** GIVEN REQUEST **
Write out every entry exactly as it stands.

** GIVEN DATA **

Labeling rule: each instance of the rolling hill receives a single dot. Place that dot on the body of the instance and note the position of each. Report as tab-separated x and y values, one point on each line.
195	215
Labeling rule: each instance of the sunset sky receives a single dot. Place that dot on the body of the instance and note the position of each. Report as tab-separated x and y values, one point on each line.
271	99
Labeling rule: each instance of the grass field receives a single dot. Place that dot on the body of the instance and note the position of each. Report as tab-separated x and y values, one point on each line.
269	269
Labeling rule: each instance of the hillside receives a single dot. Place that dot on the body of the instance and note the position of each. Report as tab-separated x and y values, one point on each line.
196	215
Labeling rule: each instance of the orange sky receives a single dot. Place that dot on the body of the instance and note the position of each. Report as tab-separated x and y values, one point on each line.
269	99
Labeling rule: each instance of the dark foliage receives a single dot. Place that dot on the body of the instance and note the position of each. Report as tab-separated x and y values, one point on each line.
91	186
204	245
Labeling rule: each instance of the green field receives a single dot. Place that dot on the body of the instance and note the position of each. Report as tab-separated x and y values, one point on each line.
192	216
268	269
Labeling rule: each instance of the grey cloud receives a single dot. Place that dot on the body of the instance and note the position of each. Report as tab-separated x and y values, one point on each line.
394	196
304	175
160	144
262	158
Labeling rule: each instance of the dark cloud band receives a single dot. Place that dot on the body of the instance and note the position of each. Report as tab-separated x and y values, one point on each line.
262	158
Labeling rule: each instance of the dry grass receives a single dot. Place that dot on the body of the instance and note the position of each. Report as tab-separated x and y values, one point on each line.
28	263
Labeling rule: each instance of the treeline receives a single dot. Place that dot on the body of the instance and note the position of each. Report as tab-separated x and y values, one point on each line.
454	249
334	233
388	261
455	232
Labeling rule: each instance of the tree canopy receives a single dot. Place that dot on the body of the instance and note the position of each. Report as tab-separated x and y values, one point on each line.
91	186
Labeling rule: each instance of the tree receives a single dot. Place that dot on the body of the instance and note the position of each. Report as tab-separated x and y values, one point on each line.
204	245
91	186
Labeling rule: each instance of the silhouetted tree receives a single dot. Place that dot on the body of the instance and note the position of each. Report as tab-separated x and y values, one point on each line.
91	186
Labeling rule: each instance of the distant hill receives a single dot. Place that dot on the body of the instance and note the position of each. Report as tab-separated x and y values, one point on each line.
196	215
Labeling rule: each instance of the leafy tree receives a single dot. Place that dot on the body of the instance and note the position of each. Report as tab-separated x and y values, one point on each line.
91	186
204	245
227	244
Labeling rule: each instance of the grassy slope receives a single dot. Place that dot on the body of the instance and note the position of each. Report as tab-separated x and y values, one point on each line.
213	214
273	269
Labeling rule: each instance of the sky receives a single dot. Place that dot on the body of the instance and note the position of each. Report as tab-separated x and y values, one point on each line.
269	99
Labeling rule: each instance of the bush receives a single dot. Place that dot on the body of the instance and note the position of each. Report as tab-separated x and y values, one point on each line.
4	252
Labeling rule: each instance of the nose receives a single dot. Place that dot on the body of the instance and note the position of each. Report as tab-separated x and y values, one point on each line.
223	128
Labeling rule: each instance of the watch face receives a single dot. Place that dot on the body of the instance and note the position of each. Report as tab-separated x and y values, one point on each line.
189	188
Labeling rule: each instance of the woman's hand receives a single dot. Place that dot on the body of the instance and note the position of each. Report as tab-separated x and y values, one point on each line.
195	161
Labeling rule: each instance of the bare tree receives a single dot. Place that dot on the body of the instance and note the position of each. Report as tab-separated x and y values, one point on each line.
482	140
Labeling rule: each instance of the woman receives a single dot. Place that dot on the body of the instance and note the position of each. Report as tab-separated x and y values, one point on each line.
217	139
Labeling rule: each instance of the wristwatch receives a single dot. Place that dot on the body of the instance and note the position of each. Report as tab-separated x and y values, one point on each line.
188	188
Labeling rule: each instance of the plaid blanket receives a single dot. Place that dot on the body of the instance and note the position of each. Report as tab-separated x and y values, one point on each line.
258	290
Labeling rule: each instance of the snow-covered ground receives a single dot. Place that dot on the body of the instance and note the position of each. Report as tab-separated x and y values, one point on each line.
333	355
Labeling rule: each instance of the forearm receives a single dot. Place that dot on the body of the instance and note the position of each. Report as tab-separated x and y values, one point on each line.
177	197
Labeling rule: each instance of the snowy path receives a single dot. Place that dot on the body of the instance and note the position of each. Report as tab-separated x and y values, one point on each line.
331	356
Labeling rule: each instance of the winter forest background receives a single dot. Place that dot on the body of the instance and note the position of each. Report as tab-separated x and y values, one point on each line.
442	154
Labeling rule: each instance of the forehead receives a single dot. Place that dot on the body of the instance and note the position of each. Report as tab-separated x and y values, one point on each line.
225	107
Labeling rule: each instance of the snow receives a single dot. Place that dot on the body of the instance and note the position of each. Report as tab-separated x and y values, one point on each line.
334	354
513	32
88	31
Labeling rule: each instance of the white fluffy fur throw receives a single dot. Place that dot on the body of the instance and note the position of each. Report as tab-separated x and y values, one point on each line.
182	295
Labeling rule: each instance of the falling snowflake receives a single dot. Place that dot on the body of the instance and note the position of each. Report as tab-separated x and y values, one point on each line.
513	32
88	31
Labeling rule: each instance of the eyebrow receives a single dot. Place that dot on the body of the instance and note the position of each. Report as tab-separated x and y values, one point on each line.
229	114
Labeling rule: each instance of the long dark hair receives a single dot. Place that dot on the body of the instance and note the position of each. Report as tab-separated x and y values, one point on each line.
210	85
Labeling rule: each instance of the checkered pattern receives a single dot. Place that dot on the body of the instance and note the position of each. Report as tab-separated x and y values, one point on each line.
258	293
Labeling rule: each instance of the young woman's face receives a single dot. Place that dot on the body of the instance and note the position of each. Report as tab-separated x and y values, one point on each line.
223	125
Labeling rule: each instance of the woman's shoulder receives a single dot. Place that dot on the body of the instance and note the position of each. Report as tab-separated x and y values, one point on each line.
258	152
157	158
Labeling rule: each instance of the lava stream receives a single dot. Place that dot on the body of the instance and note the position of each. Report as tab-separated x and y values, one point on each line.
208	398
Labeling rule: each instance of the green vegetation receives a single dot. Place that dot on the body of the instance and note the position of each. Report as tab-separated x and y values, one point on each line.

** EXERCISE ANSWER **
Labeling rule: each instance of the rolling hill receives a single dot. Place that dot on the body of the instance and note the position of each. Report as tab-separated x and y values, one point on each line.
195	215
Labeling rule: each instance of the sunset sky receives a single dot. Place that dot on the body of the instance and note the position of each. Report as tab-separated x and y values, one point on each line.
271	99
Labeling rule: each instance of the grass field receives a single dot. Place that dot on the body of the instance and note the position of each. Report as tab-separated x and y values, one point on each line.
269	269
Labeling rule: each instance of the hillside receives a single dot. Place that dot on the body of the instance and note the position of each. Report as tab-separated x and y values, one point on each line.
196	215
Labeling rule: each instance of the orange sky receives a single dot. Place that dot on the body of the instance and note the position of each. Report as tab-separated x and y values, one point on each line.
269	99
Labeling rule: each instance of the dark foliage receives a single dot. Place that dot on the body of the instance and note the position of each. Report as tab-separated x and y values, one point on each line.
91	186
204	245
Labeling rule: each instance of the green field receives a single dot. Place that dot on the body of the instance and note the position of each. Report as tab-separated x and y values, one point on each line.
192	216
268	269
Labeling rule: each instance of the grey cloud receives a single dot. Place that dot on the body of the instance and note the position of each. Report as tab-separated x and y values, one point on each line.
394	196
304	175
160	144
262	158
Labeling rule: each instance of the dark cloud band receives a single dot. Place that dot on the body of the instance and note the position of each. Report as tab-separated x and y values, one point on each line.
262	158
Labeling rule: each instance of the dry grass receives a single dot. Place that dot on the body of the instance and note the position of each. Report as tab-separated x and y values, one point on each line.
28	263
Labeling rule: each instance of the treeline receives a single dot. Place that dot on the body of the instance and note the position of each. Report as tab-separated x and y values, one point on each line.
454	249
334	233
388	261
455	232
Labeling rule: each instance of the tree canopy receives a single dot. Place that dot on the body of the instance and note the position of each. Report as tab-separated x and y values, one point on each line.
91	186
Labeling rule: each instance of the tree receives a single dot. Place that dot on the body of the instance and note the position of each. Report as tab-separated x and y values, one point on each line.
204	245
91	186
Labeling rule: each instance of the silhouetted tree receives a single dot. Place that dot on the body of the instance and note the position of each. Report as tab-separated x and y values, one point on each line.
91	186
Labeling rule: each instance of the distant hill receives a single dot. Place that dot on the body of the instance and note the position of each. Report as tab-separated x and y values, one point on each line.
196	215
Labeling rule: each instance of the leafy tree receives a single dot. Place that dot on the body of the instance and note the position of each. Report as tab-separated x and y values, one point on each line.
91	186
204	245
227	244
Labeling rule: each instance of the grassy slope receives a single dot. Place that dot on the body of the instance and note the position of each. Report as tab-separated x and y values, one point on each line.
213	214
273	269
Labeling rule: each instance of the sky receives a single dot. Place that dot on the body of the instance and note the position of each. Report as tab-separated x and y values, one point on each line.
269	99
Labeling rule: each instance of the bush receives a single dot. Place that dot on the body of the instance and note the position of each. Report as tab-separated x and y values, one point on each line.
4	252
Labeling rule: each instance of the nose receives a single dot. Place that dot on the body of the instance and note the position of each. Report as tab-separated x and y values, one point on each line.
223	128
Labeling rule: each instance of the watch face receives a single dot. Place that dot on the body of the instance and note the position of each. Report as tab-separated x and y values, one point on each line.
189	188
Labeling rule: each instance of the woman's hand receives a single dot. Place that dot on the body of the instance and note the position of each. Report as tab-separated x and y values, one point on each line.
195	161
Labeling rule: each instance of the bare tree receives a single dot. Place that dot on the body of the instance and note the position of each. Report as tab-separated x and y values, one point on each line.
482	140
Labeling rule: each instance of the woman receives a single dot. Place that dot on the body of the instance and note the position of each. Report as tab-separated x and y values, one point on each line.
217	139
Labeling rule: each instance of the wristwatch receives a single dot. Place that dot on the body of the instance and note the position of each. Report as tab-separated x and y values, one point on each line.
188	188
Labeling rule: each instance of the plaid blanket receives a single dot. Place that dot on the body of the instance and note the position of each. Report as tab-separated x and y values, one point on each line.
258	290
Labeling rule: each instance of the snow-covered ground receives a single dot. Place that dot on the body of the instance and note the position of each. Report as tab-separated x and y values, one point on each line.
333	355
Labeling rule: each instance of the forearm receives a single dot. Place that dot on the body of the instance and note the position of each. Report as tab-separated x and y values, one point on each line.
177	197
Labeling rule: each instance of the snowy path receives a single dot. Place that dot on the body of the instance and note the position of each. Report as tab-separated x and y values, one point on each line.
331	356
Labeling rule: each instance of the winter forest background receives a single dot. Place that dot on the body of the instance and note the position of each. Report as tab-separated x and y values, one point on each line.
442	154
Labeling rule: each instance of the forehead receives a single dot. Place that dot on the body of the instance and note the position of each. Report as tab-separated x and y values, one point on each line.
225	107
Labeling rule: each instance of the snow receives a single dot. Place that dot on the body of the instance and note the position of each. Report as tab-separated x and y values, one point on each line.
334	354
513	32
88	31
Labeling rule: each instance of the white fluffy fur throw receives a single dot. Place that dot on the body of the instance and note the position of each. Report as tab-separated x and y values, one point on each line.
182	295
Labeling rule: each instance of the falling snowflake receives a single dot. Place that dot on the body of the instance and note the position of each. Report as tab-separated x and y values, one point on each line.
513	32
88	31
Labeling rule: each instance of the eyebrow receives a single dot. Place that dot on the body of the instance and note the position of each. Report as tab-separated x and y values, one point on each line.
229	114
Labeling rule: each instance of the long dark hair receives a single dot. Place that dot on the body of the instance and note the position of each. Report as tab-separated x and y values, one point on each line.
210	85
Labeling rule: each instance of the checkered pattern receives a single dot. Place that dot on the body of the instance and note the position of each. Report as tab-separated x and y values, one point on each line.
258	293
Labeling rule: each instance of the young woman's face receives a single dot. Place that dot on the body of the instance and note the position of each. Report as tab-separated x and y values, one point on each line.
223	125
Labeling rule: each instance of the woman's shoulder receives a single dot. Place that dot on the body of the instance and note the position of each. Report as tab-separated x and y values, one point on each line.
258	152
157	158
Labeling rule: each instance of the lava stream receives a single dot. Place that dot on the body of the instance and note the position of each. Report as tab-separated x and y values, one point on each line.
208	398
Labeling rule: each instance of the green vegetation receives a single dot. Place that dot on the body of the instance and note the position of each. Report as tab-separated x and y values, one point on each line.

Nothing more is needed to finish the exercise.